■ Problem requirements ■
Write out the listing below exactly, and omit any images you find in it.

■ Source material ■
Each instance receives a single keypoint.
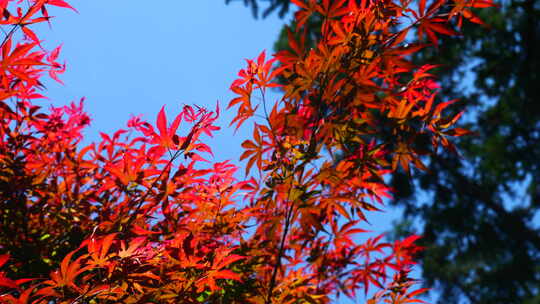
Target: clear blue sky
(132, 57)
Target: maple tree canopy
(142, 216)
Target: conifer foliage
(142, 216)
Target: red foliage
(128, 220)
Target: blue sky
(129, 58)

■ Written answer ■
Each instance receives a single keypoint.
Target: clear blue sky
(132, 57)
Target: maple tree canopy
(142, 216)
Target: conifer foliage
(142, 216)
Target: red foliage
(128, 220)
Target: blue sky
(129, 58)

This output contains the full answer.